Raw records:
-- begin --
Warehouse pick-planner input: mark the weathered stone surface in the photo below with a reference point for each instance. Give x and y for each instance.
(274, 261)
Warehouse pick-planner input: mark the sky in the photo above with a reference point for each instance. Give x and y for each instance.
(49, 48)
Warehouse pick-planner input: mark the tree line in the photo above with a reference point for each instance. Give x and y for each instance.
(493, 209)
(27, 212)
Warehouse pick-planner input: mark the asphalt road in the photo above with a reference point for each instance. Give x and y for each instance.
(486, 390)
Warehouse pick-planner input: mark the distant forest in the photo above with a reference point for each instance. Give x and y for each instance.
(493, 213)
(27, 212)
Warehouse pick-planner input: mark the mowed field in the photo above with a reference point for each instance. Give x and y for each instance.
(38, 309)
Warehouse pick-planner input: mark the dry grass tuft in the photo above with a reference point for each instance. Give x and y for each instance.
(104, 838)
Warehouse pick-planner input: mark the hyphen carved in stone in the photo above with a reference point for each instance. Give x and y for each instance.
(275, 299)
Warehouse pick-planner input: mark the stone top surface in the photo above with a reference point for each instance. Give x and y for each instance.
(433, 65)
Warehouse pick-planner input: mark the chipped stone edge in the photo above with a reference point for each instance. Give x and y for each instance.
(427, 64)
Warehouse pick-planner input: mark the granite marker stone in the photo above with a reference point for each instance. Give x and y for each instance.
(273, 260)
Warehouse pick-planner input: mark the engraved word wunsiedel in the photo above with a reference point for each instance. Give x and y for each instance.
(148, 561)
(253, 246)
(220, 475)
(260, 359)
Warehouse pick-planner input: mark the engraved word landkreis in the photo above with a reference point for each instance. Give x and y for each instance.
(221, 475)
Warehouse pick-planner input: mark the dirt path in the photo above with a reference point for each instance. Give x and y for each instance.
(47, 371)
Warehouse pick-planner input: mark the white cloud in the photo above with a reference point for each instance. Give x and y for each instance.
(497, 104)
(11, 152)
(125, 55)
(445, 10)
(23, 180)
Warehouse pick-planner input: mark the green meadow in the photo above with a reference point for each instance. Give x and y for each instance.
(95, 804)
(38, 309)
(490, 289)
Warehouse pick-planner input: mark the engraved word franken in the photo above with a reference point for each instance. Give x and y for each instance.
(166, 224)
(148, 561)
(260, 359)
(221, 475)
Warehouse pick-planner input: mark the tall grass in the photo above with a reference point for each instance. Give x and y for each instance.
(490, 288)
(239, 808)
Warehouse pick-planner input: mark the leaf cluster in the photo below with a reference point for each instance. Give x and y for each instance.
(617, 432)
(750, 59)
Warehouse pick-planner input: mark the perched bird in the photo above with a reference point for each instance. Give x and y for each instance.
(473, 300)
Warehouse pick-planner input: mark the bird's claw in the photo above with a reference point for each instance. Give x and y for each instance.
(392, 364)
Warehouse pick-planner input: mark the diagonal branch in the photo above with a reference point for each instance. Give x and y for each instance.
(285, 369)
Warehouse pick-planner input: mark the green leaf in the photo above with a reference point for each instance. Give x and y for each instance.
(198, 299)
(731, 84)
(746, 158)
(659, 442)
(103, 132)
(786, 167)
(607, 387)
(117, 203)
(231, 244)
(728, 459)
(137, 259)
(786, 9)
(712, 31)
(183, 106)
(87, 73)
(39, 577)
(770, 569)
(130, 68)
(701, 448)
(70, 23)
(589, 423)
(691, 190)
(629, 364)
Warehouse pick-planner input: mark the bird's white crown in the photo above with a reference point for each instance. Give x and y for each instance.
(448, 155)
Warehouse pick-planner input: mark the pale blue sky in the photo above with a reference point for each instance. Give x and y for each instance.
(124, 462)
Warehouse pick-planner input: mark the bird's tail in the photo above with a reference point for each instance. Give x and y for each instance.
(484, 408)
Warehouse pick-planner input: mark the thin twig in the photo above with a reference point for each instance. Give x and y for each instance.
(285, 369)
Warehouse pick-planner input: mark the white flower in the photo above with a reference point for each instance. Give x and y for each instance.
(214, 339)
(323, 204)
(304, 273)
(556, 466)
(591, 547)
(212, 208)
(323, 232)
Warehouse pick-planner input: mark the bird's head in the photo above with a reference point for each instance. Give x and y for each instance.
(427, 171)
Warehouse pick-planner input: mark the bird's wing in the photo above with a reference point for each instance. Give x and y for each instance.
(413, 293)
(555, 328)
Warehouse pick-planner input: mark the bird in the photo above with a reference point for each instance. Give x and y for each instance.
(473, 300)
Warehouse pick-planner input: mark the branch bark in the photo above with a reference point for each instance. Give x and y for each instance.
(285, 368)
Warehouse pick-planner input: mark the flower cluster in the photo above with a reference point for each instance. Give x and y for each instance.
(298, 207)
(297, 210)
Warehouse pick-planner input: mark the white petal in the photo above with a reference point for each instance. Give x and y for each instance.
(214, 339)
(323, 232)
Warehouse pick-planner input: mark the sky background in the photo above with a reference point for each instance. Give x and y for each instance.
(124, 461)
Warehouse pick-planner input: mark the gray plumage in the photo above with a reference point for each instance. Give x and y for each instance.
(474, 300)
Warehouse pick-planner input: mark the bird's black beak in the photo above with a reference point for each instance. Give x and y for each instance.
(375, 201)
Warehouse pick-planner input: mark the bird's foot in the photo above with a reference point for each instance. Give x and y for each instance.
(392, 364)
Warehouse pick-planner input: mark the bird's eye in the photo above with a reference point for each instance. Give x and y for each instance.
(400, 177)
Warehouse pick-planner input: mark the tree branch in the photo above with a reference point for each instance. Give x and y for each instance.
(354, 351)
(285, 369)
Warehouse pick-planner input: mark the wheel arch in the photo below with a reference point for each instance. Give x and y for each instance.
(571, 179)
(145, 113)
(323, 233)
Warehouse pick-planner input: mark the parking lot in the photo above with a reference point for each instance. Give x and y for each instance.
-- end --
Quote the lines above word for word.

* **Written response**
Warehouse pick-planner input: mark the weathered stone surface in the photo below with a reference point for each instance. Give x and y for each instance.
(274, 261)
Warehouse pick-planner input: mark the sky in the photo above with a reference point for each instance. Give x and y for each instance.
(49, 48)
Warehouse pick-planner input: mark the tree line in the photo above with a reference point for each instance. Give x and y for each instance.
(493, 209)
(27, 212)
Warehouse pick-planner input: mark the asphalt road in the photo above with a reference point for each instance. Give x and y for each instance.
(486, 390)
Warehouse pick-planner input: mark the distant forest in the photo above with a reference point for each instance. Give x and y for each instance.
(493, 213)
(27, 212)
Warehouse pick-planner input: mark the mowed field in the photo above with a reference point for each instance. Give x and y for each instance.
(38, 309)
Warehouse pick-planner input: mark the dry grass tuft in the photo above with a reference point for each instance. Give x and y for each instance.
(104, 838)
Warehouse pick-planner input: mark the hyphen carved in stone in the photo above with a reference point for each instance. Give x and y for each instance.
(275, 299)
Warehouse pick-planner input: mark the stone top surface in the photo above with a reference point for each instance. Give x and y for each instance.
(433, 65)
Warehouse pick-planner input: mark the chipped stone edge in the photo above with a reference point for each instance. Give x and y for each instance.
(427, 64)
Warehouse pick-planner input: mark the granite marker stone in the photo above with a reference point for each instance. Give x and y for each instance.
(273, 260)
Warehouse pick-planner input: mark the engraved word wunsiedel in the photo above with a reference point for each instance. Give x and y for each instance.
(148, 561)
(253, 246)
(220, 475)
(260, 359)
Warehouse pick-planner input: mark the engraved word landkreis in the photo above with a reference point for each instance. Give x and y for each instance.
(221, 475)
Warehouse pick-planner input: mark the dirt path in the photo above with a reference point for each instance. Give x and y for each instance.
(47, 371)
Warehouse pick-planner input: mark the white cloud in the photo above with a reference point for each instance. Give x and y for each instance.
(497, 104)
(11, 152)
(125, 55)
(445, 10)
(23, 180)
Warehouse pick-planner input: mark the green meadow in the photo above with a reference point for each instance. Give x and y for each instance.
(95, 804)
(38, 309)
(490, 289)
Warehouse pick-planner input: mark the engraved word franken in the photo above with a reference point for each instance. Give x and y for each instance.
(166, 224)
(148, 561)
(260, 359)
(221, 475)
Warehouse pick-planner input: mark the tall grass in the photo above with a reference point for each instance. Give x and y for each instance.
(490, 288)
(239, 808)
Warehouse pick-planner input: mark the leaf cluster in the photo below with a reference point for each instance. Give x and y for each instance.
(617, 432)
(750, 59)
Warehouse pick-planner input: mark the perched bird in the photo above with a reference point for each instance. Give x and y for each instance.
(473, 300)
Warehouse pick-planner input: mark the bird's claw in the photo above with a reference point for each instance. Give x and y for each instance.
(392, 364)
Warehouse pick-planner input: mark the diagonal branch in the photo above with a reference point for each instance. Give x and y for each instance.
(285, 369)
Warehouse pick-planner input: mark the green leaf in the photo above with a reference point for each instance. Give x and y for each instance.
(198, 299)
(731, 84)
(746, 158)
(659, 442)
(103, 132)
(786, 167)
(607, 387)
(117, 203)
(231, 244)
(728, 459)
(137, 259)
(786, 9)
(712, 31)
(183, 106)
(87, 73)
(39, 577)
(770, 569)
(130, 68)
(701, 448)
(70, 23)
(589, 423)
(691, 190)
(629, 364)
Warehouse pick-planner input: mark the bird's white crown in the photo above with a reference point for each instance. Give x and y for each instance.
(448, 155)
Warehouse pick-planner input: mark the pale blue sky in the photo above with a reference point for each instance. Give x and y for each instance.
(124, 462)
Warehouse pick-planner input: mark the bird's tail in the photo above with a reference point for each instance. Give x and y for each instance.
(484, 408)
Warehouse pick-planner input: mark the thin twig in the photo above with a reference point for each instance. Give x and y for each instance.
(285, 369)
Warehouse pick-planner input: mark the white flower in the photo above with a reference point for each instance. Give x and y for each instance.
(214, 339)
(323, 204)
(304, 273)
(556, 466)
(591, 547)
(212, 208)
(323, 232)
Warehouse pick-planner input: mark the bird's head in the photo above with a reference point for each instance. Give x and y for each instance.
(427, 171)
Warehouse pick-planner input: mark the bird's wing in the photo above with a reference point for each instance. Give x and y for each instance.
(413, 293)
(555, 328)
Warehouse pick-planner input: mark the bird in the photo above with a reference point for each instance. Give x and y for each instance.
(473, 300)
Warehouse pick-planner input: mark the branch bark in the photo above with a reference point for each instance. Give x and y for each instance.
(285, 368)
Warehouse pick-planner input: mark the flower cluster in the photo above with a reference point for each instance. Give x and y for each instance.
(298, 207)
(297, 210)
Warehouse pick-planner input: mark the white petal in the photo above with a reference point for each instance. Give x and y for each instance.
(214, 339)
(323, 232)
Warehouse pick-planner input: mark the sky background in the photo above with a reference point for each instance. Give x and y for each instance.
(124, 461)
Warehouse pick-planner input: mark the gray plumage in the photo above with a reference point for each instance. Give x and y for each instance.
(474, 300)
Warehouse pick-planner input: mark the bird's black beak in the photo above with a reference point for each instance. Give x and y for each instance.
(375, 201)
Warehouse pick-planner input: mark the bird's foot in the photo above with a reference point for each instance. Give x and y for each instance.
(392, 364)
Warehouse pick-planner input: mark the bird's eye in the photo above with a reference point for each instance. Give x and y for each instance.
(400, 177)
Warehouse pick-planner input: mark the tree branch in the photo above with a reference point for each instance. Give x and y for each instance.
(354, 351)
(285, 369)
Warehouse pick-planner input: mark the wheel arch in the photo below with a reference point for each instance. Give x and y for each instance.
(571, 179)
(145, 113)
(323, 233)
Warehouse pick-planner input: mark the parking lot in the photo above with a reference point for each instance. Give x and y for each instance.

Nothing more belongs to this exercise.